[Stored items from a collection]
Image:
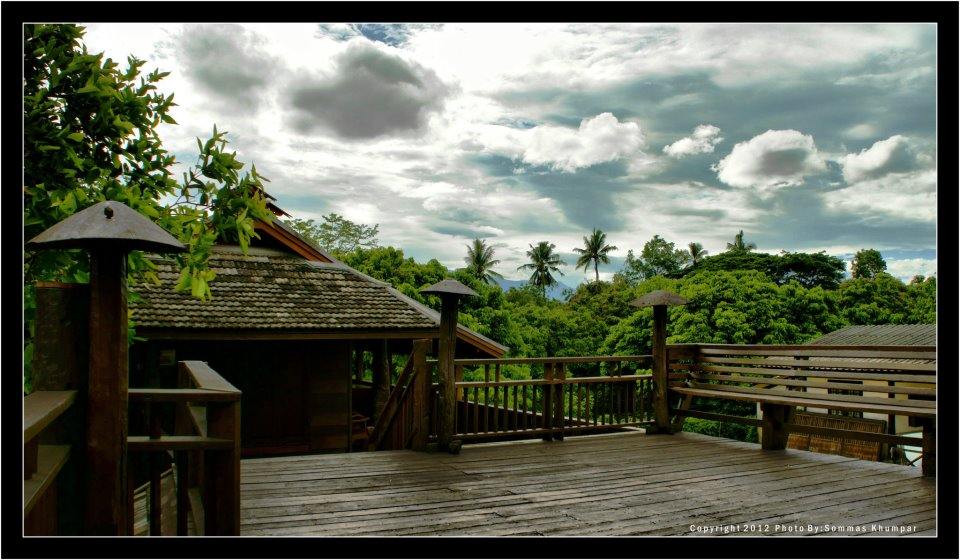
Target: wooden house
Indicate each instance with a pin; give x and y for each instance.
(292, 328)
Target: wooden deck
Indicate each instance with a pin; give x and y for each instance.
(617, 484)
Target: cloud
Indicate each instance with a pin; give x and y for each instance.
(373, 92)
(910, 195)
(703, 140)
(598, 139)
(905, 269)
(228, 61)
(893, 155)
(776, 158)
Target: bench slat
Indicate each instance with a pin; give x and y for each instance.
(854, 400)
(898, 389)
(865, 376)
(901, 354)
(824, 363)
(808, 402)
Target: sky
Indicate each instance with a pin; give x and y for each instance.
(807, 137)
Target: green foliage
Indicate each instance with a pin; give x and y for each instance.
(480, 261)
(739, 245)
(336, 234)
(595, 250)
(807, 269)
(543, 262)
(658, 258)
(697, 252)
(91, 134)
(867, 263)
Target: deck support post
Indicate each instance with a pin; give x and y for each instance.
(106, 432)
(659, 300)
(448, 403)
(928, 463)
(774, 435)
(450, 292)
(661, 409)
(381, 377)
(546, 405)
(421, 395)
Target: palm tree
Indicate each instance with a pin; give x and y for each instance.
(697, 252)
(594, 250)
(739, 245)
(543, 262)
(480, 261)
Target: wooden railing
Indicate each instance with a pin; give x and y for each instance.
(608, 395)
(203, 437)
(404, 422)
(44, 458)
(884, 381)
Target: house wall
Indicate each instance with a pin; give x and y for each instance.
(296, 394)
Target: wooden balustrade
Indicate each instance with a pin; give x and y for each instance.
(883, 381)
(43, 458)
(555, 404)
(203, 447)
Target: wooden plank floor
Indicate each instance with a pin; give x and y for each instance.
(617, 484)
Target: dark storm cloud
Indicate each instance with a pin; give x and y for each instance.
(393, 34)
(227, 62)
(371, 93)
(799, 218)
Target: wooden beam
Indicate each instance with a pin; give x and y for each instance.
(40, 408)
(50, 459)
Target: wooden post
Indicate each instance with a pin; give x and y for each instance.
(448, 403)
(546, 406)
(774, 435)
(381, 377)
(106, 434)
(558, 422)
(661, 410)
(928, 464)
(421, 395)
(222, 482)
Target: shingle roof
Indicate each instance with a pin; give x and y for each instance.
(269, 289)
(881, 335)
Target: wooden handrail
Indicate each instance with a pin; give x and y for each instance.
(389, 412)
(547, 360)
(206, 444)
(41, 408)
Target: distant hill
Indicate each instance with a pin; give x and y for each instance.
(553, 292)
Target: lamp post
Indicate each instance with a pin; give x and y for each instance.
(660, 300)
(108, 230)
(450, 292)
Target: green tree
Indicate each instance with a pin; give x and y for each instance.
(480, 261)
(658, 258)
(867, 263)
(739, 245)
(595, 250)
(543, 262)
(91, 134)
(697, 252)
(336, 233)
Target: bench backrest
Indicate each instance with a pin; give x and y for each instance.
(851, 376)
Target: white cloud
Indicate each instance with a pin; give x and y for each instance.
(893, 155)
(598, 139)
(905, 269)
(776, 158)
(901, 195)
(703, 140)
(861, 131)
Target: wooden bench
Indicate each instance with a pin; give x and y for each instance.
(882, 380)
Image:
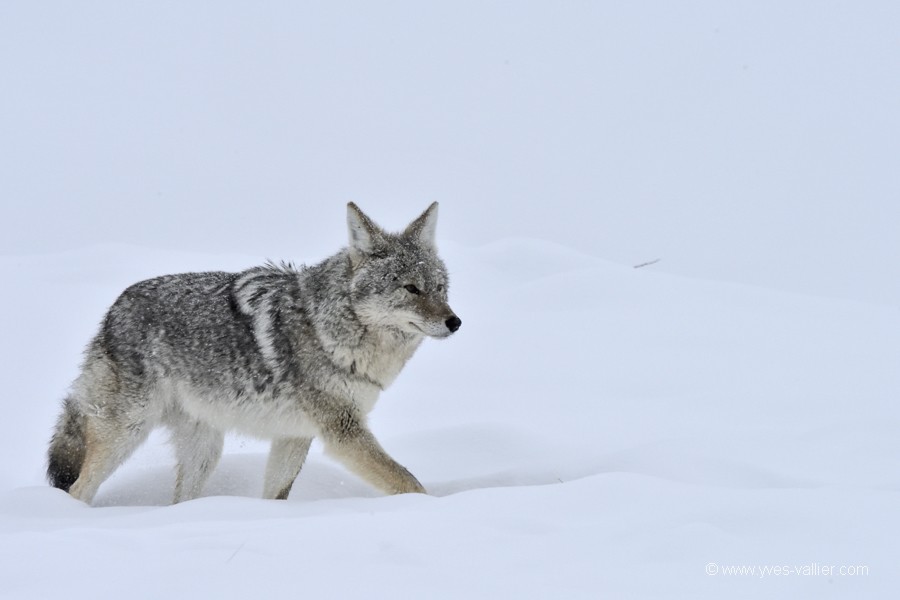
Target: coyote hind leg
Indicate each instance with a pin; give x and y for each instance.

● Written request
Starting at the line that contains "Target: wooden post", write out every line through the final line of the entries, word for word; skip any pictures.

● Exercise result
Target: wooden post
Indicate each instance with a pin; give x and y for each instance.
(448, 403)
(546, 406)
(774, 435)
(381, 377)
(106, 434)
(558, 422)
(661, 410)
(928, 464)
(421, 395)
(222, 482)
Target: shingle roof
Indicate each instance with a pin; give x and y for each instance.
(269, 289)
(881, 335)
Target: wooden handrail
Indicate each instance with a pin; give x and y for each instance.
(389, 412)
(547, 360)
(206, 444)
(41, 408)
Target: distant hill
Indicate each instance with a pin; give x and y for each instance.
(553, 292)
Target: lamp post
Indicate each instance with a pin; give x and y for each instance.
(660, 300)
(108, 230)
(450, 292)
Target: green tree
Indicate each instance with a pin; give x and y for each instance.
(480, 261)
(658, 258)
(867, 263)
(739, 245)
(595, 250)
(543, 262)
(91, 134)
(697, 252)
(336, 233)
Target: bench backrest
Indicate each instance with a pin; give x and y for each instance.
(851, 376)
Target: white cloud
Indicate each instance with a pin; give x and y for each instance.
(893, 155)
(598, 139)
(905, 269)
(776, 158)
(901, 195)
(703, 140)
(861, 131)
Target: wooden bench
Indicate each instance with a pin; give x and y for each instance.
(882, 380)
Image:
Target: coyote hind leg
Indicate each instance with a pin; give x and y for each instance.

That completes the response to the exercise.